→ Work request
Keep the pictures out, please, and set down every record exactly.

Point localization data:
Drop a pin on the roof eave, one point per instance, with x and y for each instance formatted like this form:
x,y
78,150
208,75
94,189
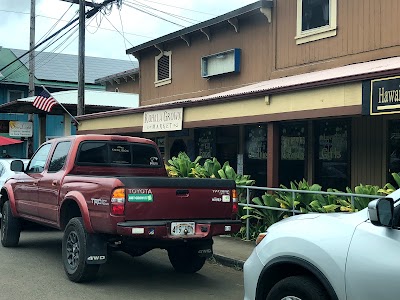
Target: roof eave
x,y
221,99
177,34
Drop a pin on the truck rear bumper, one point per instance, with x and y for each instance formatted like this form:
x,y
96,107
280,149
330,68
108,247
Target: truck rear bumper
x,y
162,228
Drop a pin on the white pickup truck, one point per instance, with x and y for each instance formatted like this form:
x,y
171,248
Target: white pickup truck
x,y
329,256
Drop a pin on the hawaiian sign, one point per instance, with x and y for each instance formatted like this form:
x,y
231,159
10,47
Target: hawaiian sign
x,y
385,96
163,120
20,129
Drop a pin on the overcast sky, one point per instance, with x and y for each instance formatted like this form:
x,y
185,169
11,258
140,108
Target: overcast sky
x,y
104,33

→ Task solution
Drop a pin on the roof eave, one point per instance, with x and y for each instance formatted like this form:
x,y
78,150
208,75
94,189
Target: roof eave
x,y
221,99
177,34
Drop a pin on the truck rear bumper, one point per instance, with x and y for each instance formatted like this form:
x,y
96,107
280,149
330,68
108,247
Target: truck rear bumper
x,y
162,228
Drop a pin on the white pickup truck, one point per instance, with x and y for each instance formatted like this form:
x,y
171,248
Target: white pickup truck
x,y
329,256
Drop a pin on the hawaiian sign, one point per instance, with x and y for each instance formatted like this form:
x,y
231,159
10,47
Target: hawaiian sign
x,y
385,96
163,120
20,129
Drop a pin on the overcast sky, one point per instance, with x and y for each instance formatted like this form:
x,y
185,169
11,258
140,108
Target: overcast sky
x,y
104,33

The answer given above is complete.